Article –

┄┄┄┄┄┄┄┄┄┄

Product School

Top 10 Sources of Hidden ROI in Embedded Analytics

David Abramson

David Abramson

Chief Technology Officer at Qrvey

December 30, 2024 - 8 min read

Updated: January 10, 2025- 8 min read

Analytics play an important part in nearly every SaaS application. As user expectations for real-time analytics rise, your analytics experience becomes a critical feature.

If your development team is still building analytics features in-house, they may be feeling the pressure of meeting user expectations. That's common. Building multi-tenant analytics is hard, and incredibly time consuming.

Most executives realize the value third-party solutions offer in quickly delivering best-of-breed capability. Buying and embedding analytics means you no longer have to build, which saves time and frees up dev resources. But the returns SaaS providers can gain from investing in embedded analytics extend far beyond time savings. Following are 10 ways in which you can earn ROI on embedded analytics.

Cost Savings of Embedded Analytics

Our first four sources of hidden ROI pertain to the many ways you can reduce costs with embedded analytics.

1. Reduced development and engineering efforts

Your app contains data that your users will want to analyze. Sometimes it's data from custom properties or your out-of-the-box data sets. No two customers will want to analyze data the same way, either. Growing customer demands for reporting and analytics features quickly adds complexity for your development team.

Meanwhile, developers, data engineers, and software engineers are all in short supply. IDC reports that a lack of IT skills will affect nine out of ten organizations by 2026. This shortage could lead to $5.5 trillion in delays, quality problems, and lost revenue. The U.S. Bureau of Labor Statistics shows almost 200,000 developer jobs will need filling each year through the end of the decade.

Building analytics in-house to deliver insights requires building out a data pipeline. This pipeline must allow for data ingestion, transformation, and visualization, which takes a considerable investment in developer time.

On the other hand, embedded analytics delivers the entire data workflow, leveraging APIs to connect systems, automation to transform data, and visualizations to render output to end users.

Embedding analytics requires some development effort, but the embedding process can be completed in a tiny fraction of the time required to build everything from scratch. Compressing this timeline delivers faster time to value while reducing development costs.

2. Lower infrastructure costs with cloud-native technologies 

More people are using business applications than ever before. B2B SaaS applications must handle even more data as companies integrate an ever-increasing number of data sources. All the while, users continue demanding more capabilities.

For SaaS providers, that means your app must scale efficiently and cost effectively to enable profitable growth. Cloud-native apps are ideally suited for these challenges.

Public cloud infrastructure enables smooth growth with corresponding gradual increases in cost—and cloud-native applications take this value even further. Scalability with microservices is better since you can scale each component independently when and where it’s needed. This improves both efficiency and cost-effectiveness. 

Amazon Web Services (AWS) was the first public cloud provider. Amazon also pioneered cloud-native technology with the introduction of AWS Lambda, the first serverless platform, in 2014. (Many people probably don’t know Amazon was first created as an online bookstore. Yes, they shipped physical paper books to consumers.) An AWS Whitepaper explains, “AWS Lambda allows you to upload your code, automatically scaling and managing its execution with high availability. This eliminates the need for infrastructure management, so you can move quickly and focus on your business logic.”

┄┄┄┄┄┄┄┄┄┄

Things to do –
• A. According to the embedded analytics article, what share of organizations does IDC report will be affected by a lack of IT skills by 2026?
• B. Echo the embedded analytics article word for word, everything from "Chief Technology Officer" down to "a critical feature.".

Recorded data –
┄┄┄┄┄┄┄┄┄┄

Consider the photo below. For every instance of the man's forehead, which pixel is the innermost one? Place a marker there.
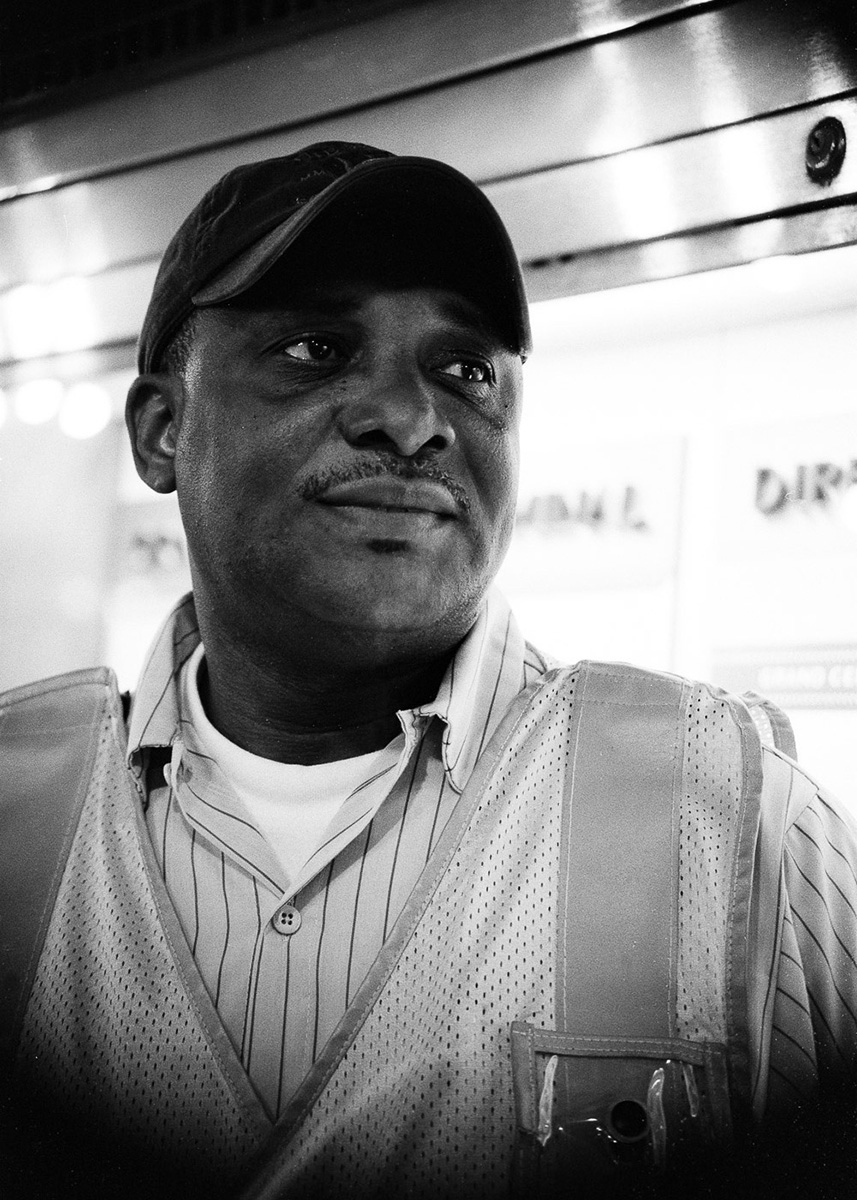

┄┄┄┄┄┄┄┄┄┄

Answers for this exercise –
• A. Nine out of ten organizations.

• B.
Chief Technology Officer at Qrvey

December 30, 2024 - 8 min read

Updated: January 10, 2025- 8 min read

Analytics play an important part in nearly every SaaS application. As user expectations for real-time analytics rise, your analytics experience becomes a critical feature.